→ What is needed
Please set down word for word every line from the one holding "Practice task. Find the building" to the end of the data below, both included.

Saved entries:

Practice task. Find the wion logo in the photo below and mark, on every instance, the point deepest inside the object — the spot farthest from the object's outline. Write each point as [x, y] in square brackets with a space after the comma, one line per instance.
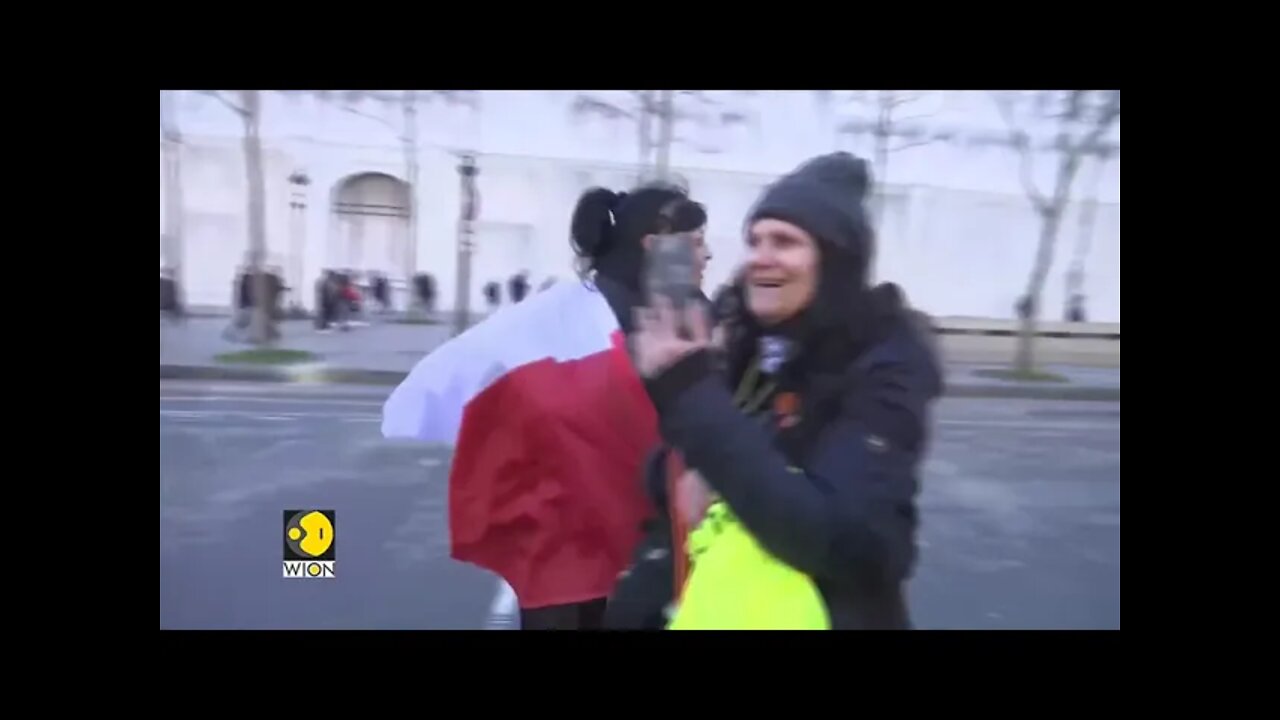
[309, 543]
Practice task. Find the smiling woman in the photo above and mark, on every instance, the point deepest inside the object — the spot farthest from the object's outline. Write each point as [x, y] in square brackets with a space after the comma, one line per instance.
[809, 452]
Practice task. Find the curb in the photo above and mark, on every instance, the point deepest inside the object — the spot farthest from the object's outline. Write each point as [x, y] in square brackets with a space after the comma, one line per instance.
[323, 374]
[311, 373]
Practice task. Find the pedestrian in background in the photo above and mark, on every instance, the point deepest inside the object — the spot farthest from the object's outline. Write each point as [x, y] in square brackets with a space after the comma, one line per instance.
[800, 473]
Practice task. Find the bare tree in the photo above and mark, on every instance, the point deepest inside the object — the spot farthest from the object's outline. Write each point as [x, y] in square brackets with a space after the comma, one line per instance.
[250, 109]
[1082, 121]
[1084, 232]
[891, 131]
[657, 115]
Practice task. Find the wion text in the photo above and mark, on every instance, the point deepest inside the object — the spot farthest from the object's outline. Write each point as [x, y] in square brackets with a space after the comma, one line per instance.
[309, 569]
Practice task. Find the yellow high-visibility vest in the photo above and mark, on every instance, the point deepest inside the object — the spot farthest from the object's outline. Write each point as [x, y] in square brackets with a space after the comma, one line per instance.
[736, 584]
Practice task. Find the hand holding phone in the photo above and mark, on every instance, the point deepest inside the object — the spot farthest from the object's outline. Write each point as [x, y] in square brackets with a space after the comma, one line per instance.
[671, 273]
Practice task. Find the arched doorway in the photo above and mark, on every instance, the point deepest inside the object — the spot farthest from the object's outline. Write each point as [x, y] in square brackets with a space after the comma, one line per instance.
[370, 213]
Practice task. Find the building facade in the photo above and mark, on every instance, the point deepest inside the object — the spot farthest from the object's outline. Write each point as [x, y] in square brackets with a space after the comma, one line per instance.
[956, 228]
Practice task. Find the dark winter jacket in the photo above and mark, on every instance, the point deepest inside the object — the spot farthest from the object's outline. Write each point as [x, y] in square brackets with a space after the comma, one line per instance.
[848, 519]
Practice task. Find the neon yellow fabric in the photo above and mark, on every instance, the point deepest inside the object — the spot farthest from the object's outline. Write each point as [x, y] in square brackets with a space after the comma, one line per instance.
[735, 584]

→ Result of the task
Practice task. Find the building facade in the photo above and mark, on every instance, the point deepest inside the object — the spot farthest from the object's outline. Write each point as [x, y] in square brackets with a space after the comma, one line per instance.
[956, 228]
Practice task. Find the dark winter jacket in the photo above and mark, on every instance, the point deepest inside the object — the spot farthest from the object's outline. Write each point as [x, y] in square brackets with a space after the comma, one line per instance.
[848, 519]
Practice task. Find the neon yellow fabric in the photo above and mark, on every instance, the point deepest inside the object — the spot farthest from the object's outline. Write each point as [x, y] in square brackets with a space after the comma, one line per instance.
[735, 584]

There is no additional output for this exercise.